STATED EXERCISE 1> Using the article on walking with refugees, decide whether each statement agrees with it. Answer yes or no for each, and quote the deciding words. (a) Tamara Domicelj is Country Director of JRS Australia. (b) The address was given at a gathering held in June. (c) The article says that all the tragedies being witnessed are related to refugees.
STATED EXERCISE 2> In the article on walking with refugees, which initiative organized the gathering where the address was given?
STATED EXERCISE 3> List every country the article on walking with refugees names as a place where the ‘diabolical senselessness of violence’ is lamented.

** Start of SELECTED EXTRACT **

We can all walk with refugees

By Tamara Domicelj, 25 June 2022
Tamara Domicelj, Country Director of JRS Australia (right), with (from left), Bishop Vincent Long OFM Conv, Bishop of Parramatta, and refugees Hava and Magdalene. Image: Diocese of Parramatta.


If one part suffers, every part suffers with it; if one part is honoured, every part rejoices with it. – 1 Corinthians 12:26

When issues such as the refugee crisis seem overwhelming, Tamara Domicelj, Country Director JRS Australia, reassures us that actions we take at the local level make a difference.

This is an abridged version of the address she gave to leaders from our parishes at a March gathering organised by the Diocese of Parramatta initiative, Diocesan Journey…Walking with Refugees and People Seeking Asylum.

Local engagement – human-to-human acts – are an increasingly prominent part of a global fabric of determined goodwill which I believe is gaining strength in these volatile and harrowing times.

We are all bearing witness, here in Australia and overseas, to so many tragedies (not all refugee-related), with a devastating toll upon human lives, family unity, infrastructure and the environment.

We stand alongside Pope Francis and the broader Catholic Church in lamenting the ‘diabolical senselessness of violence’, in Ukraine and Afghanistan – and in Myanmar, Ethiopia, Yemen and beyond.

Amidst such calamitous scenes and stories, it is normal to feel overwhelmed and even pulled towards despair. We yearn to do more for those who are less safe than we are, and we can feel pained by our very human limitations.

** End of SELECTED EXTRACT **
** Start of PROVIDED DATA **

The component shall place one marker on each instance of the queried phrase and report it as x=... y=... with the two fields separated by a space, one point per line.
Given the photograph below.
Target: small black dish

** End of PROVIDED DATA **

RESPONSE 1>
(a) Yes: "Tamara Domicelj, Country Director JRS Australia"
(b) No: "at a March gathering"
(c) No: "(not all refugee-related)"

RESPONSE 2> The Diocese of Parramatta initiative, Diocesan Journey…Walking with Refugees and People Seeking Asylum.

RESPONSE 3> Ukraine, Afghanistan, Myanmar, Ethiopia, Yemen